══ Study material
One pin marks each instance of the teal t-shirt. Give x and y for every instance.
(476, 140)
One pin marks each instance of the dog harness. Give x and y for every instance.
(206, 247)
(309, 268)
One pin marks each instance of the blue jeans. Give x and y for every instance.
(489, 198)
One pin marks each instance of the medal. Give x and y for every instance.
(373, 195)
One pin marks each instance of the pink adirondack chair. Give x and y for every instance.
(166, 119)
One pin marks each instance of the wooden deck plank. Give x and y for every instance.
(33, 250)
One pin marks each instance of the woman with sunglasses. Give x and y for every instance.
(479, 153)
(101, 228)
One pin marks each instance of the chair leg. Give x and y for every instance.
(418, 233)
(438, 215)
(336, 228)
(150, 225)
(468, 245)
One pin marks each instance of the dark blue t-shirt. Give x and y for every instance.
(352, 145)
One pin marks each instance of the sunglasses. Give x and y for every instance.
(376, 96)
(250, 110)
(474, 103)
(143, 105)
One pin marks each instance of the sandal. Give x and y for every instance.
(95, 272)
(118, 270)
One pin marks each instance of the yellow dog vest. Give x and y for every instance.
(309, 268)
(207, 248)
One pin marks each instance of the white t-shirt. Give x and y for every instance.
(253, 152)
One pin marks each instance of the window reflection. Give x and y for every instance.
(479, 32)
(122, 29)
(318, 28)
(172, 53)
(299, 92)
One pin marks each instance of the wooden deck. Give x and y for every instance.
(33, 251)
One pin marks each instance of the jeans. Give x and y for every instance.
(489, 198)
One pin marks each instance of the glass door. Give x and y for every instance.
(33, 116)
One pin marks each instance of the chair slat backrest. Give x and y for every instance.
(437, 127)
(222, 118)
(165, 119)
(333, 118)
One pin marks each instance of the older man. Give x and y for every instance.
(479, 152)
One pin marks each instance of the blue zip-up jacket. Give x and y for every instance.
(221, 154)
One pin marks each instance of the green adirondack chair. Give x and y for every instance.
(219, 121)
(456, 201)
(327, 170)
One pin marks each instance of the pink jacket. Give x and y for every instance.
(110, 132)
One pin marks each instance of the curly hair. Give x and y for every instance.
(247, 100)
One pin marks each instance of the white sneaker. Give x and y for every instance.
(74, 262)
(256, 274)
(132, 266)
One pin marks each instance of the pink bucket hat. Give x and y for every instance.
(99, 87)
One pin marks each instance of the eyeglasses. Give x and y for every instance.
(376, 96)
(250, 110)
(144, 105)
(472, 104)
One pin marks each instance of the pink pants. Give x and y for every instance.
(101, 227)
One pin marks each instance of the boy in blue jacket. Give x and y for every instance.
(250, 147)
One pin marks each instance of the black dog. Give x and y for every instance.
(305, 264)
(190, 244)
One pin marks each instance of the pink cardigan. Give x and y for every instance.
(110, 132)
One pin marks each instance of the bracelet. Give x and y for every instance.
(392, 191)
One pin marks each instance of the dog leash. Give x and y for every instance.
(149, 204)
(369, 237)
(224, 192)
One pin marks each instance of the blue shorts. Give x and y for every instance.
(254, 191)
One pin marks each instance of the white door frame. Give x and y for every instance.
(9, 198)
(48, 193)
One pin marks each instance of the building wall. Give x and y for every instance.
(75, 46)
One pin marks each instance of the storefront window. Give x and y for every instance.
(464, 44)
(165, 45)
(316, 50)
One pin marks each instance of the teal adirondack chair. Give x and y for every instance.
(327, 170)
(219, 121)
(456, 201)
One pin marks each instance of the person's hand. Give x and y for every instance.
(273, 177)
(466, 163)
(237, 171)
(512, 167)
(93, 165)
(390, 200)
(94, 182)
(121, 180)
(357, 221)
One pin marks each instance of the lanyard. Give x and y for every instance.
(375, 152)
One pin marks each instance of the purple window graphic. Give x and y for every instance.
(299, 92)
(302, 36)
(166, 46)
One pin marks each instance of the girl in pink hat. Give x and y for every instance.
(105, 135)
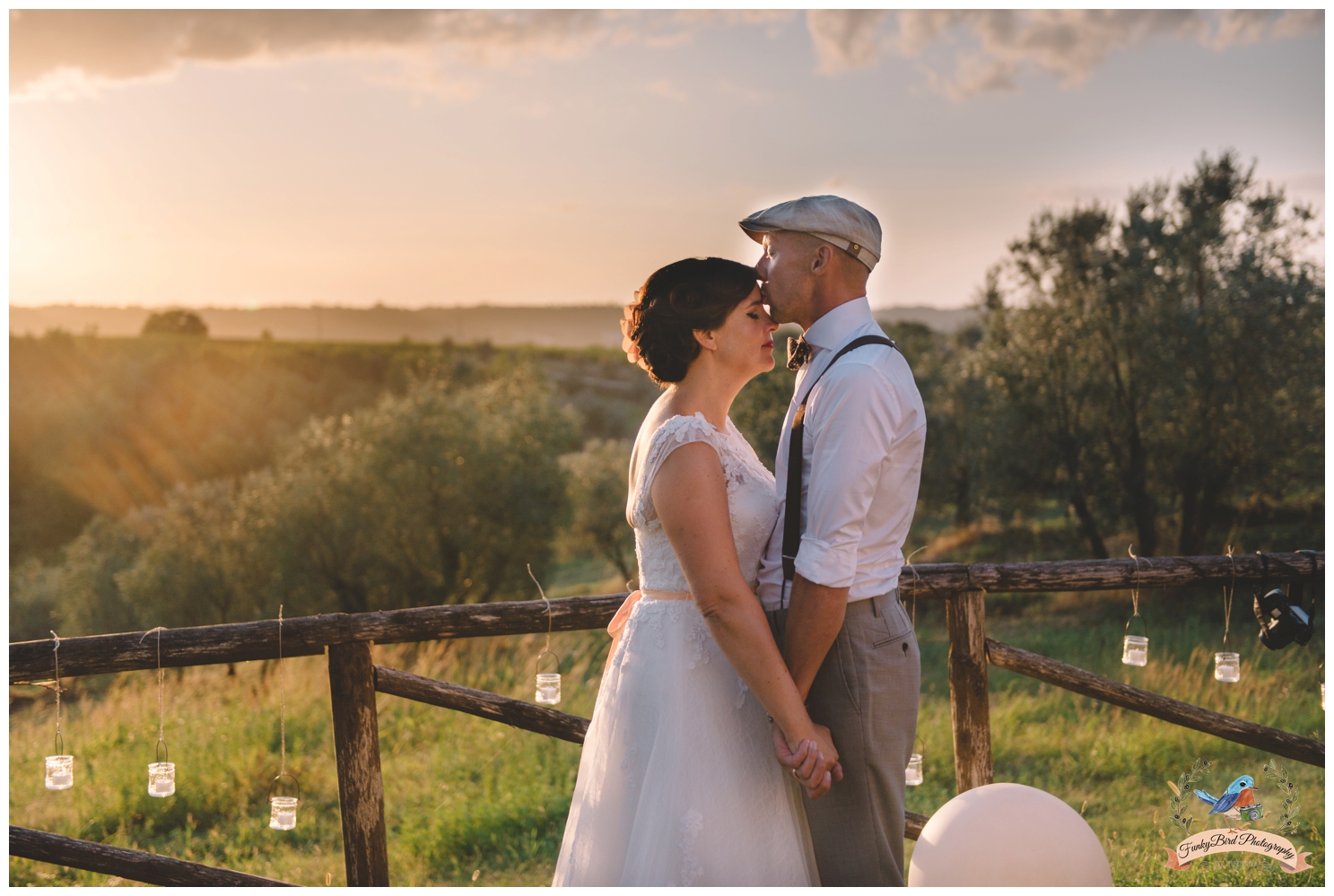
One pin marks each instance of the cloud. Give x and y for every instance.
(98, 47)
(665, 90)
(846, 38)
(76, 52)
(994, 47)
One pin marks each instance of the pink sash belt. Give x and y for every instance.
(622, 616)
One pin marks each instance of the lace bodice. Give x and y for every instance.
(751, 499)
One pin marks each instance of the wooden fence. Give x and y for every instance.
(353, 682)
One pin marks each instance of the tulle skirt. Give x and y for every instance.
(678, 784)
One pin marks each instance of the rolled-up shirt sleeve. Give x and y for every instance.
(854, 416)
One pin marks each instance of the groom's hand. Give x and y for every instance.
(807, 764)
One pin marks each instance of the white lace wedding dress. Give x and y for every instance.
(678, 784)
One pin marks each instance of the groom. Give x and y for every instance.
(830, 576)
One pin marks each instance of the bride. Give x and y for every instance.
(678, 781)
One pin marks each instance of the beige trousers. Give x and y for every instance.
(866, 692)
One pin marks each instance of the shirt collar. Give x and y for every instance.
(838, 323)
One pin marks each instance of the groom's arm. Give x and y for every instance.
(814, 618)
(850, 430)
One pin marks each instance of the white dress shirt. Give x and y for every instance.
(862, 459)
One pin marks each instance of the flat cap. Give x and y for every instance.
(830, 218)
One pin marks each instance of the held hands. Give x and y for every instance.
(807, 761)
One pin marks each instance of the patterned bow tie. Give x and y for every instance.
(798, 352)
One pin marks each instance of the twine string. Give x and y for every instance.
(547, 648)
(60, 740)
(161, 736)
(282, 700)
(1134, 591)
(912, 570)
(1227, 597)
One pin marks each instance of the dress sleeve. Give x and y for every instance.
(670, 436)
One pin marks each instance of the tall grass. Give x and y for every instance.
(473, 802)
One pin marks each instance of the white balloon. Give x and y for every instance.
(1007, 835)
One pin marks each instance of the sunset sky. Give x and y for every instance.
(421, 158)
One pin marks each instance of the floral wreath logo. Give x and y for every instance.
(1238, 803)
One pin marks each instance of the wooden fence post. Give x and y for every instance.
════
══ Study material
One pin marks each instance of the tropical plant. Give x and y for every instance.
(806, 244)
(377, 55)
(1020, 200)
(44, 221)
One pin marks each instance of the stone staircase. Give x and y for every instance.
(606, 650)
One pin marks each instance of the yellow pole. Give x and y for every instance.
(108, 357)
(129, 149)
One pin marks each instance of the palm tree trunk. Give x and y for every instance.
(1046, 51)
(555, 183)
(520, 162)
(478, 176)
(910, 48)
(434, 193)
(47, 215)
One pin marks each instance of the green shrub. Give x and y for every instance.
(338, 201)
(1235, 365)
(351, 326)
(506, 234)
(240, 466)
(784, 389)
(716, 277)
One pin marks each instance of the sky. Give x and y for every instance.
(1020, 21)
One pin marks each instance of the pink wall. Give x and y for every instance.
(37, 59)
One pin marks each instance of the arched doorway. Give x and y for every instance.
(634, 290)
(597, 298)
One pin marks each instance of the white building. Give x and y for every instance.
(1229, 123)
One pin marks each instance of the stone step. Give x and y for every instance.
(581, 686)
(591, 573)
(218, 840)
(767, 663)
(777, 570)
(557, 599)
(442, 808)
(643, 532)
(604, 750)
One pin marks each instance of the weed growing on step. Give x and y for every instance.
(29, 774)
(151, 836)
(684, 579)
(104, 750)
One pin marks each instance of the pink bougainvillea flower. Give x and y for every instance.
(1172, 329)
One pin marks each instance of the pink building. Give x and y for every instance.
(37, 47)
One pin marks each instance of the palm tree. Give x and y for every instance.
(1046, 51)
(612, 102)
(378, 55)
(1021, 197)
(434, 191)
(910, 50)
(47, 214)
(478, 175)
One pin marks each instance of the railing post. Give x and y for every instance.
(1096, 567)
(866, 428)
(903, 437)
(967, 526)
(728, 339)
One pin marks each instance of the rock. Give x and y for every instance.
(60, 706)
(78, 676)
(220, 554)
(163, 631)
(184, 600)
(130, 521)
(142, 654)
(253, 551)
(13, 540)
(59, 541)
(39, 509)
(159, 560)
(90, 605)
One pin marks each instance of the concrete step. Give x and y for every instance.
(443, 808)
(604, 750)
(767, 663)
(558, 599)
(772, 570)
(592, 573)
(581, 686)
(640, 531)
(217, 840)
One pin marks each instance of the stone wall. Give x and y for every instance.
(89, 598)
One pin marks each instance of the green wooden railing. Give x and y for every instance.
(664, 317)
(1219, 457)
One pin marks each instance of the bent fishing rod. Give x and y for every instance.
════
══ Study material
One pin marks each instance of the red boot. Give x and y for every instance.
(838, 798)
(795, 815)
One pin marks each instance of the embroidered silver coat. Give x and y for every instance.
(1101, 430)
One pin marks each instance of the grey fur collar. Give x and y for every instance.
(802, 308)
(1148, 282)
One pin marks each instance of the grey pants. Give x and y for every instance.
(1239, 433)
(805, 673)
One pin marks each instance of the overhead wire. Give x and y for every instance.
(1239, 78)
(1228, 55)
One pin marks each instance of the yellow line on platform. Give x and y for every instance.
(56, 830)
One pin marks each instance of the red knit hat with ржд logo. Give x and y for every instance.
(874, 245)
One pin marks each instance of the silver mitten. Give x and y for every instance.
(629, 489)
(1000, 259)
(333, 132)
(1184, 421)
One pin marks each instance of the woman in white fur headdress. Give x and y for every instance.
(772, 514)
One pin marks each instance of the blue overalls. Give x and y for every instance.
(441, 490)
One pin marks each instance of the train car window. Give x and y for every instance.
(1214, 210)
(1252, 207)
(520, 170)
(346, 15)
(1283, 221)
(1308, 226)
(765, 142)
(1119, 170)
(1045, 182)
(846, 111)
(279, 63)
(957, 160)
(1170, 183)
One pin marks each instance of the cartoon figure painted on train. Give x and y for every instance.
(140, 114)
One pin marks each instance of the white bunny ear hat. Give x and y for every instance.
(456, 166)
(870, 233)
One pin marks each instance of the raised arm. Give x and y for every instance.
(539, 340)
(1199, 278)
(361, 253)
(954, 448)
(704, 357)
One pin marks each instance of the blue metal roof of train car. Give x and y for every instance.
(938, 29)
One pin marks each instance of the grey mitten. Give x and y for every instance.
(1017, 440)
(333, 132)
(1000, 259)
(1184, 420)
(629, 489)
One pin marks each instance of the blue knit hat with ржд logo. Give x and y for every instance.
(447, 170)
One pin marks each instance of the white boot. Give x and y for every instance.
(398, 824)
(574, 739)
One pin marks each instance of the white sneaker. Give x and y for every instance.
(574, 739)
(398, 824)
════
Exercise:
From the entries above, print the lines beginning at the one with "One pin marks each instance of the green wooden" and stopping after the one with "One pin marks each instance of the bent", exactly as written and with nothing else.

Answer area:
One pin marks each instance of the green wooden railing. Give x and y for every instance.
(664, 317)
(1219, 457)
One pin marks each instance of the bent fishing rod. Give x and y for every instance.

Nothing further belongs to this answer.